_Document segment_:
-.-.-

Where are Europe's newest unicorns, what do they do and who backed them? Sifted analyses the herd

By Federico Scolari

Unicorns aren’t the rare beast they once were in European tech — despite the long odds that companies shooting for that milestone still face. 

Europe is now home to over 120 unicorns, according to Sifted’s definition, 70 of which graduated in 2021 alone more than triple the 18 new entries of 2020 and four times as many as all unicorns minted on the continent before 2014. That means Europe made more than five unicorns a month in 2021. And 2022 is already off to a quick start too — French HR tech PayFit announced a €245m Series E yesterday, reaching a €1.82bn valuation.

Combining Dealroom data with bespoke analysis from our unicorn rankings, we’ve picked out some encouraging trends in the ecosystem — and some troubling ones too.

A global achievement

On a global scale, Europe snatched second place for most new unicorns last year with a comfortable lead over China (20), but lagged far behind the US’s tally of 285. The rest of the world combined produced just over 100 unicorns. 

While there’s still a long path to the top, this year’s data has established that Europe is up there to play for the gold medal.

-.-.-

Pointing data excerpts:
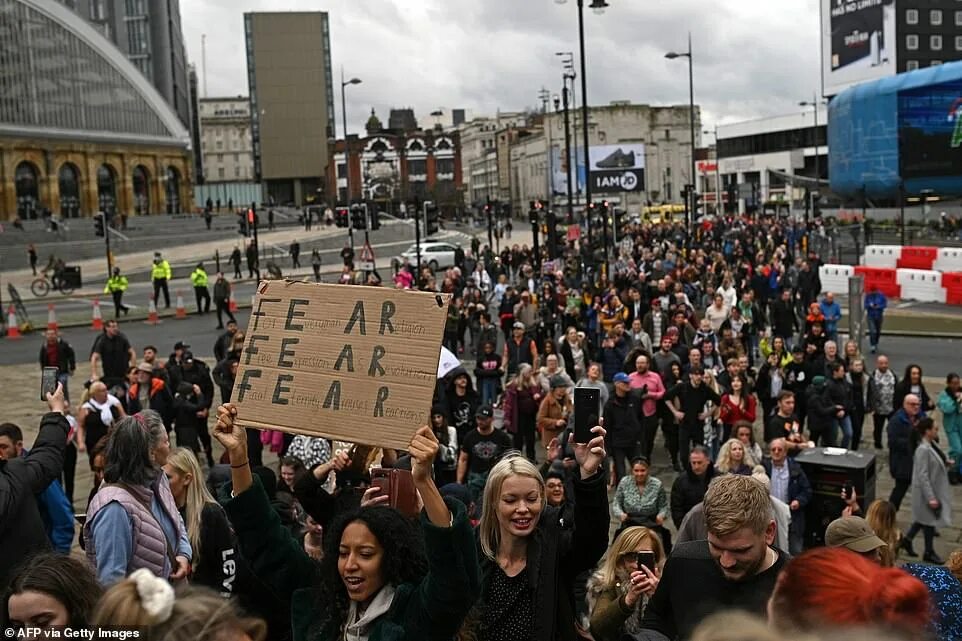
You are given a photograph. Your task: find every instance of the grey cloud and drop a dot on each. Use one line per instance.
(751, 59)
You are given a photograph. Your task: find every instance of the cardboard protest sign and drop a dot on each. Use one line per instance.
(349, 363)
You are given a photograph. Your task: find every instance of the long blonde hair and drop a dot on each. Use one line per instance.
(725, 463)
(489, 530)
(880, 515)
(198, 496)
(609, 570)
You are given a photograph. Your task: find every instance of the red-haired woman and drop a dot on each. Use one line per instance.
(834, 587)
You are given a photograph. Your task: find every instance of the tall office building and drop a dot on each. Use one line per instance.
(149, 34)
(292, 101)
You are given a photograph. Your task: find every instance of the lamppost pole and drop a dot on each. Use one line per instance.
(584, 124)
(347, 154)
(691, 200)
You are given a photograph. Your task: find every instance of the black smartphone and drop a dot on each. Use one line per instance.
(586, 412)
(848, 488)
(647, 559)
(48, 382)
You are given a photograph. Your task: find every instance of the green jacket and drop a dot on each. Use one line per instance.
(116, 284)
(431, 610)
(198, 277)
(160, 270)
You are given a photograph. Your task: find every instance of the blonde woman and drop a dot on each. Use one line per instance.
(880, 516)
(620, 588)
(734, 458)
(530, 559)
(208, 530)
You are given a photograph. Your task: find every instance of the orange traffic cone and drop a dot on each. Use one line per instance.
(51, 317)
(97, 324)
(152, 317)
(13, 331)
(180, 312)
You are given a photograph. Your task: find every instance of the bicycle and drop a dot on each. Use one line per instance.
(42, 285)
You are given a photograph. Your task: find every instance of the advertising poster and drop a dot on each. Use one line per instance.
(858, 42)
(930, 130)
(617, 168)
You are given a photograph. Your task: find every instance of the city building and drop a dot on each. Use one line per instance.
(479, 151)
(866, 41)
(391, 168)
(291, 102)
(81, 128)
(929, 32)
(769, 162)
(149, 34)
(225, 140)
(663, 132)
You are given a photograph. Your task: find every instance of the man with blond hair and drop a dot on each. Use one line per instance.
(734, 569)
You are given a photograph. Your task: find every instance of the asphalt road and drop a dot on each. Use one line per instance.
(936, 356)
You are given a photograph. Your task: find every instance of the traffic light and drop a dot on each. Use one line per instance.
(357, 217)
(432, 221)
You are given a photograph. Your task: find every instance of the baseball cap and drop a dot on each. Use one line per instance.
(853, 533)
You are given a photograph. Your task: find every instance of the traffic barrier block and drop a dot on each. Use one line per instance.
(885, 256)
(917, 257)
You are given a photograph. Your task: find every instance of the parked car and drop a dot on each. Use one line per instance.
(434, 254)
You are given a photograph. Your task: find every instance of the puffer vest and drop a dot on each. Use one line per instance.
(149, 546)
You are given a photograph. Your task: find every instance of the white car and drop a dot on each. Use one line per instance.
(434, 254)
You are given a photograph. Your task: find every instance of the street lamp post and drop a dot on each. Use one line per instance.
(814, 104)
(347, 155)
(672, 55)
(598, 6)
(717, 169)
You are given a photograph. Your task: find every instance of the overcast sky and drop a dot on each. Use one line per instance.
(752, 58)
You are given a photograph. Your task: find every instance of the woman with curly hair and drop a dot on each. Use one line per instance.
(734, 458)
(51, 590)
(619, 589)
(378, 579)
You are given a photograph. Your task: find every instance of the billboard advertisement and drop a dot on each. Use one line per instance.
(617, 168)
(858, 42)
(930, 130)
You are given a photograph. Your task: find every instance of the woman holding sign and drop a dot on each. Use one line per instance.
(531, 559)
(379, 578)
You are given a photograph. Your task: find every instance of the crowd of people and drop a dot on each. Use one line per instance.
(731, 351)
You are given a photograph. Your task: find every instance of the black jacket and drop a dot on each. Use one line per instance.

-.-.-

_What you should do_: Can you write out everything in the article on European unicorns from "Where are Europe's" down to "milestone still face."? The material above is separate from the article on European unicorns.

_Solution to this task_:
Where are Europe's newest unicorns, what do they do and who backed them? Sifted analyses the herd

By Federico Scolari

Unicorns aren’t the rare beast they once were in European tech — despite the long odds that companies shooting for that milestone still face.